Data for analysis:
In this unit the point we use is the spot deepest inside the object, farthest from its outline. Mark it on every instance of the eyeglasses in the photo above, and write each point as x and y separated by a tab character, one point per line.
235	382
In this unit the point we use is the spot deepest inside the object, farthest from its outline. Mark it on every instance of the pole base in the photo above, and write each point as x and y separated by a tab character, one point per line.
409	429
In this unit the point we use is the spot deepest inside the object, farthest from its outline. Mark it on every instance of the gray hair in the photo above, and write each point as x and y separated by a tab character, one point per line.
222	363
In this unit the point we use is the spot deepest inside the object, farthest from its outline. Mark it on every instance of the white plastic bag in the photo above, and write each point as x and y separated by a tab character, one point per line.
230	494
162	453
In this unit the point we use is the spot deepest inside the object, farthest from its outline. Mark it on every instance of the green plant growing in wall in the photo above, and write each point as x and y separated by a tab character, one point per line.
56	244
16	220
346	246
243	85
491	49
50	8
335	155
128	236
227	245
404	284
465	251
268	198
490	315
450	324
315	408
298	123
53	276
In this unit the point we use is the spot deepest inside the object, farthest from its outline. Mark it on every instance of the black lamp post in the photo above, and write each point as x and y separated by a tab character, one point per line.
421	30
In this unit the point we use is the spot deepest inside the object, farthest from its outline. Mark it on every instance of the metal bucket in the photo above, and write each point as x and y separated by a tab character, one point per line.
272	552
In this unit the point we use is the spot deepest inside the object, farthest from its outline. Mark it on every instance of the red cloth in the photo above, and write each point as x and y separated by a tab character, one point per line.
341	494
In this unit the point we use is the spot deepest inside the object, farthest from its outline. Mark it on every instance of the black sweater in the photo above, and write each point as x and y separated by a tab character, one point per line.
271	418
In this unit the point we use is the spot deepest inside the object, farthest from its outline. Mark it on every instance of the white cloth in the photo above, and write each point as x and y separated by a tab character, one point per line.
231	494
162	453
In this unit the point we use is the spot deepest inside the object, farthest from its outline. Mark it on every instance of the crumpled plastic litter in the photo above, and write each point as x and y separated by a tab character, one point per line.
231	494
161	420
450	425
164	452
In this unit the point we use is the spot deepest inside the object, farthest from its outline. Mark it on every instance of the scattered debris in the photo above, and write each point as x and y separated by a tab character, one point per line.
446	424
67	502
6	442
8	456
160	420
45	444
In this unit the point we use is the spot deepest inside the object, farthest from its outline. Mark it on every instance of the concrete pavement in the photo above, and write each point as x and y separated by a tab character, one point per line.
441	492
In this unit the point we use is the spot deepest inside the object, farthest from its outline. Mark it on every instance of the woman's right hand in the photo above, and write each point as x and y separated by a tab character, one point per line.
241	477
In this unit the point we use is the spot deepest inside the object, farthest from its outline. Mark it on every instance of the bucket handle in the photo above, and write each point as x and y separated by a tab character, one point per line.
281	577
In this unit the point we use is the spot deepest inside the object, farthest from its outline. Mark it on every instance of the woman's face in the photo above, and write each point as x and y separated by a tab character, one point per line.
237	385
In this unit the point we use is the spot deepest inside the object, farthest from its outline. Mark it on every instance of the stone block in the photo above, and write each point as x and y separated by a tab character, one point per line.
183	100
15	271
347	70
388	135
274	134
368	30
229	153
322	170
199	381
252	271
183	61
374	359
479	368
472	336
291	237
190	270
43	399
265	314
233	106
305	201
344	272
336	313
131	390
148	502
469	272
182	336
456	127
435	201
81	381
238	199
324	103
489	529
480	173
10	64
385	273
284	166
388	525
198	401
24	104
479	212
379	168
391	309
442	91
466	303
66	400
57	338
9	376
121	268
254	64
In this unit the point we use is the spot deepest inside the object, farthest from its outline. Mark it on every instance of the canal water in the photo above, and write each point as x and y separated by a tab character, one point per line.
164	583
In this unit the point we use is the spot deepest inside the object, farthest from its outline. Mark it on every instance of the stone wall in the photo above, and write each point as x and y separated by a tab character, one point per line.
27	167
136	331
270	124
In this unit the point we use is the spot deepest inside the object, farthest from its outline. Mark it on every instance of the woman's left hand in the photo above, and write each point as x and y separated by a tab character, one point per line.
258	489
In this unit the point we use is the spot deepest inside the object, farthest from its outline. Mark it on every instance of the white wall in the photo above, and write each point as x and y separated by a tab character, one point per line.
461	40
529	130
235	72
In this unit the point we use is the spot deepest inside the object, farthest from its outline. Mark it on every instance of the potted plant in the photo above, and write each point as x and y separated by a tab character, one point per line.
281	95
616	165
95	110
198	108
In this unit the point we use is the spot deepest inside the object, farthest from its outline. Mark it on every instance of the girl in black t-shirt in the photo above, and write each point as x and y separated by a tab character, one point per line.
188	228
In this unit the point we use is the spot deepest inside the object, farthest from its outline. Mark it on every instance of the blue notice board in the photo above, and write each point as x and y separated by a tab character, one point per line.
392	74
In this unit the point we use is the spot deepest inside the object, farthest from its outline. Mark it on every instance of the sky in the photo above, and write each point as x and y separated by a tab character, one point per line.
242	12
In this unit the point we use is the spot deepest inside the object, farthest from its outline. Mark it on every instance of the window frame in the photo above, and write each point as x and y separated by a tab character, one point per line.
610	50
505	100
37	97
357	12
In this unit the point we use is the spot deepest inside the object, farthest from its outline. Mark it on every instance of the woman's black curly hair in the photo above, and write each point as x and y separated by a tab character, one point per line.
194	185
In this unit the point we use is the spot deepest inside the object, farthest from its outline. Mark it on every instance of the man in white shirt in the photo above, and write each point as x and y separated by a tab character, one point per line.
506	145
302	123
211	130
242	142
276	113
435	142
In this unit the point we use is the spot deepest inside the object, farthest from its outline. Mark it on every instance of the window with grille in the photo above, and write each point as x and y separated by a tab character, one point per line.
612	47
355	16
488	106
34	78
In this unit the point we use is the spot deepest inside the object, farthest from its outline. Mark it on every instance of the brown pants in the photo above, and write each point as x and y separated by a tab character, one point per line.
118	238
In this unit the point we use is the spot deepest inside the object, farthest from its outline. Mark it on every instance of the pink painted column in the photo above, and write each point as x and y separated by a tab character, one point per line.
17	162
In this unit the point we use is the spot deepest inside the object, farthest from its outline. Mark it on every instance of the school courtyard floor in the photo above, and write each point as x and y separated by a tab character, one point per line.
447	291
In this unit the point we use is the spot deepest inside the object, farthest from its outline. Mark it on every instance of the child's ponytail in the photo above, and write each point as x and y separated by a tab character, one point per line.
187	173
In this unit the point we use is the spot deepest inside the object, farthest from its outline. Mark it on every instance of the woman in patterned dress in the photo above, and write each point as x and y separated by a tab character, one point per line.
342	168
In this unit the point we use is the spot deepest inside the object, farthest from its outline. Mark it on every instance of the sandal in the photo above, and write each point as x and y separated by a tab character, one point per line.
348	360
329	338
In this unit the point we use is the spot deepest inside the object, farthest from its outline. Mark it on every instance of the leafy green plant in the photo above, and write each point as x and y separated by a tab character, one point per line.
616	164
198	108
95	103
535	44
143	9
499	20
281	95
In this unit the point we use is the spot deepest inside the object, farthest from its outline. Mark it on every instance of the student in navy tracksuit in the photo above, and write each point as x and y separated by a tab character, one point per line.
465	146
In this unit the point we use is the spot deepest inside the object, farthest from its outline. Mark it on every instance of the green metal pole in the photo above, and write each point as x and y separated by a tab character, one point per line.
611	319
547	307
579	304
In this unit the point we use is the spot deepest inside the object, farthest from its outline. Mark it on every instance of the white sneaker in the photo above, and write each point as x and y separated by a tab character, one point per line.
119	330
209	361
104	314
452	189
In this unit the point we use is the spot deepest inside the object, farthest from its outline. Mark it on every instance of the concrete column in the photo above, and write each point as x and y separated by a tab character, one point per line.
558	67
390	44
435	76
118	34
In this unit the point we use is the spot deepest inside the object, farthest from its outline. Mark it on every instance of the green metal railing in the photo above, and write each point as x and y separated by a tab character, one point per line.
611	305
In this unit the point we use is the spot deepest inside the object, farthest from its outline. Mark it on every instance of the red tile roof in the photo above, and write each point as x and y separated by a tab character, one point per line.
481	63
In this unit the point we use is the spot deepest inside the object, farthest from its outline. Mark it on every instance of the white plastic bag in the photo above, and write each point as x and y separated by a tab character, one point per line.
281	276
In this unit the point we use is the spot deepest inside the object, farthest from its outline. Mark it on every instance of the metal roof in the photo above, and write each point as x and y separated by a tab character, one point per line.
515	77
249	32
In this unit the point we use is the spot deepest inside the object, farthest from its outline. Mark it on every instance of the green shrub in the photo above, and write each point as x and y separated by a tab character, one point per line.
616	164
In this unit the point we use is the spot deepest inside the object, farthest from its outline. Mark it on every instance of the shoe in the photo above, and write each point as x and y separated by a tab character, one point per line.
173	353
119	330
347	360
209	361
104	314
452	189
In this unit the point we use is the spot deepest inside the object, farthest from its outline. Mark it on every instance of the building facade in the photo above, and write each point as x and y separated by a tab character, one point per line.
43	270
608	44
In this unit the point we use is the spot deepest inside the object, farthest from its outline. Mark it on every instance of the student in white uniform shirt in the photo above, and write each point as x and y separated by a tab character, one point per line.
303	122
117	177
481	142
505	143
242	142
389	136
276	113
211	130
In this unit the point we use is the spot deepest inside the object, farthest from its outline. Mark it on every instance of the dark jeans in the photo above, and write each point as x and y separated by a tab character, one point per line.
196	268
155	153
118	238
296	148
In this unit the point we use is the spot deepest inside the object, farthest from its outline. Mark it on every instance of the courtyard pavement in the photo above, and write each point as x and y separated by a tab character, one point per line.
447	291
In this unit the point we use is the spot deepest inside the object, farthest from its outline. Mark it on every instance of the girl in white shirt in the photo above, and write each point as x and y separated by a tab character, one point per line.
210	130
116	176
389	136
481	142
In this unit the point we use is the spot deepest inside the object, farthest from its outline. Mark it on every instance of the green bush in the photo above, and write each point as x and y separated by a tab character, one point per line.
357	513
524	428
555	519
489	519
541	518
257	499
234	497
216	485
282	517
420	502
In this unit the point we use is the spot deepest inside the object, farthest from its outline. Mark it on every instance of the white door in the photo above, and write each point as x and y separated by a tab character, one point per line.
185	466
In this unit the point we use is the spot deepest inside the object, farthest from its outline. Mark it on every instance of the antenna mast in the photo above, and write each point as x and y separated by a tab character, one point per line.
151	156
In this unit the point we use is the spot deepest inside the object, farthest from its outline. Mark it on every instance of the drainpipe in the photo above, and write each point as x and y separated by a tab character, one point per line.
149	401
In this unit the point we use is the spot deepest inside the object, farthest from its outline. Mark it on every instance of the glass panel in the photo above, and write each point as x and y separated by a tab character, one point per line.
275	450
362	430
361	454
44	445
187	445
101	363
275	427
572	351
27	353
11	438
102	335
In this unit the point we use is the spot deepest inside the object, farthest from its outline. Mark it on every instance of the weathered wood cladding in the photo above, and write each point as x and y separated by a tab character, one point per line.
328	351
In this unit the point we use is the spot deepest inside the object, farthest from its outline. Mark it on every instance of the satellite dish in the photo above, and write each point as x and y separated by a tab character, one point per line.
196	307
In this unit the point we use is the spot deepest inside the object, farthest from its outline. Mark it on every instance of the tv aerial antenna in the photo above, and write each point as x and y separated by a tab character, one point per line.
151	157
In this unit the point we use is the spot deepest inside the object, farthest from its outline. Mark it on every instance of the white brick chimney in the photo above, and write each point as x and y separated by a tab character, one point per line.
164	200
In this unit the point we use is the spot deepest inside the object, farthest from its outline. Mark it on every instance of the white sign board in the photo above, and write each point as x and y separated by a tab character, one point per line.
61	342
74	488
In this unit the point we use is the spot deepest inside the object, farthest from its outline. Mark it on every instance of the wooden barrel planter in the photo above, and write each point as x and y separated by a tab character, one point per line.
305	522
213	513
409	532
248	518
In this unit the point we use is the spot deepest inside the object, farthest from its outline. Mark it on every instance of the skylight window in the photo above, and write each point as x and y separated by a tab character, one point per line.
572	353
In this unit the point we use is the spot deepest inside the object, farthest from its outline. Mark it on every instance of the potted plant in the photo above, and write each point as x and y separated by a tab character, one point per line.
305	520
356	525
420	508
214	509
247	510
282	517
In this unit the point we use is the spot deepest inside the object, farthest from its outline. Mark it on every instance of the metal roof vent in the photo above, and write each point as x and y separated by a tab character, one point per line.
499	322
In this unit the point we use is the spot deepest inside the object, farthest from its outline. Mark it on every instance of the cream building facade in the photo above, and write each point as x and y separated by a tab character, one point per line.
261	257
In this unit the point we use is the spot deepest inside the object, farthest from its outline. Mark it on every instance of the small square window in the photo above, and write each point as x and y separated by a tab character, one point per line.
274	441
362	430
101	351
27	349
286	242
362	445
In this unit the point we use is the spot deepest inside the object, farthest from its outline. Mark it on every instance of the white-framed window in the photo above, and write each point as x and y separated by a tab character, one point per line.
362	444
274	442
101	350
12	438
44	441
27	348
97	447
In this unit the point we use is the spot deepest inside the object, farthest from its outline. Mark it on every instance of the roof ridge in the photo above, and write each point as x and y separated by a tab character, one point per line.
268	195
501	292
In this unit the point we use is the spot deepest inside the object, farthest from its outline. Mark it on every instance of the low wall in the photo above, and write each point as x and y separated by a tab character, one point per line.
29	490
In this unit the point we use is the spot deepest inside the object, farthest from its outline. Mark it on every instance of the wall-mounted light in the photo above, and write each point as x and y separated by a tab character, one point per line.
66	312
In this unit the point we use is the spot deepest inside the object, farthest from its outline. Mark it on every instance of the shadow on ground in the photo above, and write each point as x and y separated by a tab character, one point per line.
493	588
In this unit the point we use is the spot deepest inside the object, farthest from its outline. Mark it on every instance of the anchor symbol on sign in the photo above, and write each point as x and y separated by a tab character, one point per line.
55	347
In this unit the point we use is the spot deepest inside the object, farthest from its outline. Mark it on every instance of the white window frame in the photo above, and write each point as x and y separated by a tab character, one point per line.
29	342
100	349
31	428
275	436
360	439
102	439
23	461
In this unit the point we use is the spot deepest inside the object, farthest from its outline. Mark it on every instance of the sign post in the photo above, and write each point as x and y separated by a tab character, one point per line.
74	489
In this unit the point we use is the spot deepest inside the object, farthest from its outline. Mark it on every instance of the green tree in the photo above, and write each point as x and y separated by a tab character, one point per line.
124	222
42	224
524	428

Exercise directions: Return, word for word, the lines from the one containing "the green tree" through the end of the data above, both ends included, and nothing else.

Written answer:
In this unit the point we use is the spot deepest inside the object, farthest from its outline. Mark it on every instance of the green tree in the photo above, and write each point as x and y separated by a tab character, one point per line.
124	222
42	224
524	428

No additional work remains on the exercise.